### Fragmento del texto
◇ ◇ ◇ ◇ ◇

Exportar más y mejor comida para todos

Publicado el 14 de Septiembre de 2011

Argentina sostiene que la solución al problema planteado por la volatilidad de los valores en el mercado de alimentos no depende de las regulaciones de precios, sino de un aumento global de la producción.
 
El título de hoy puede ser interpretado como constatación de una realidad pero también como propuesta. Aunque en rigor de verdad apunta en ambas direcciones, porque sobran las cifras y las estadísticas que confirman la primera lectura, como así también los anuncios y las puestas en marcha de políticas públicas que avalan la segunda.

◇ ◇ ◇ ◇ ◇

### Material proporcionado
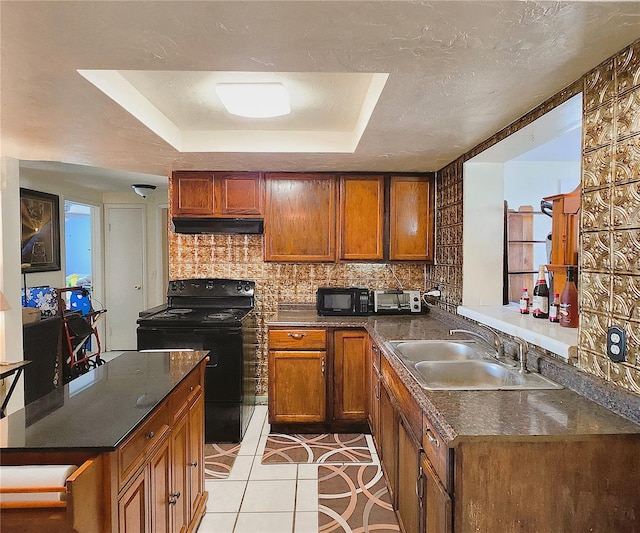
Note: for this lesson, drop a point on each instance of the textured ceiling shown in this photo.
(458, 71)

◇ ◇ ◇ ◇ ◇

### Tarea a realizar
Retoma el texto sobre la producción y exportación de alimentos en Argentina y sigue escribiéndolo a partir de su última oración.

### Resultado del ejercicio
Voy a obviar toda información sobre lo logrado, no me alcanzaría el espacio de esta página para referirme a ello; y además el lector puede apelar a las coberturas económicas de este y de otros medios periodísticos que, a contramano simple y sencilla de la corporación oligopólica de la palabra, vienen dando cuenta día a día de lo realizado por el gobierno nacional en tópicos que hacen a sus intervenciones en materia de producción y distribución social de la riqueza. Sí, en cambio, aspiro a reflexionar en voz alta, o mejor dicho por escrito, y compartir con ustedes algunas ideas en torno a una posibilidad más que cierta, o por lo menos a una vocación de la cual sobran pruebas, y que consiste en que nuestro país siga avanzando como productor-exportador agroindustrial, y además consolide el modelo inclusivo que, en este caso particular, podría nominarse “más y mejor comida para todos”.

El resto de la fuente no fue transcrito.